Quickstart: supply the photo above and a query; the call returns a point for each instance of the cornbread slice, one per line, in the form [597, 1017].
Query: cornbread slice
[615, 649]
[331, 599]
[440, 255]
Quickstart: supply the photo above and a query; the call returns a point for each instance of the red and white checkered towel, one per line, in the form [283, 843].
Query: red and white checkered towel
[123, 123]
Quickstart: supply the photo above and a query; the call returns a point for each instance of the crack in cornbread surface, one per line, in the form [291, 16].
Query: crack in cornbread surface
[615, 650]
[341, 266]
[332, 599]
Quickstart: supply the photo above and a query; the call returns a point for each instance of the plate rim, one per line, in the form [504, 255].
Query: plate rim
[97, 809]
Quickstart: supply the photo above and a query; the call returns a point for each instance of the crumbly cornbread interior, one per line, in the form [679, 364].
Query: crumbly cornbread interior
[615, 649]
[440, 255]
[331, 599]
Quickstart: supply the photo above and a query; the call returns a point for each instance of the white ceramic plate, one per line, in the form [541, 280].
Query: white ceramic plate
# # # # # # #
Task goal —
Render every line of the listing above as a Markdown table with the columns Row and Line. Put a running row number in Row and the line's text in Line, and skip any blank lines.

Answer to this exercise —
| Row | Line |
|---|---|
| 1 | Quickstart: supply the photo above and a query; the call returns a point for each instance of the cornbread slice, one per line, in the form [597, 1017]. |
| 2 | Query: cornbread slice |
| 3 | [615, 649] |
| 4 | [331, 599] |
| 5 | [440, 255] |
| 6 | Quickstart: supply the photo above and a query; the call returns a point for each instance of the red and white checkered towel, one per line, in the form [283, 843]. |
| 7 | Query: red and white checkered towel |
| 8 | [123, 123] |
| 9 | Quickstart: supply the photo above and a query; the call returns a point for each instance of the crack in cornbread surface, one per line, in the form [291, 16]. |
| 10 | Query: crack in cornbread surface |
| 11 | [615, 650] |
| 12 | [341, 266] |
| 13 | [332, 599] |
| 14 | Quickstart: supply the photo above and a query; the call returns a point for each instance of the plate rim, one per line, in the form [504, 255]. |
| 15 | Query: plate rim |
| 16 | [97, 809] |
| 17 | Quickstart: supply the photo above and a query; the call returns a point for each instance of the crumbly cornbread interior, one per line, in the form [679, 364]. |
| 18 | Query: crumbly cornbread interior |
| 19 | [615, 649] |
| 20 | [440, 255] |
| 21 | [331, 599] |
| 22 | Quickstart: supply the photo above and a query; the call returns a point for each instance of the white ceramic plate, one per line, in the form [541, 280]. |
| 23 | Query: white ceramic plate |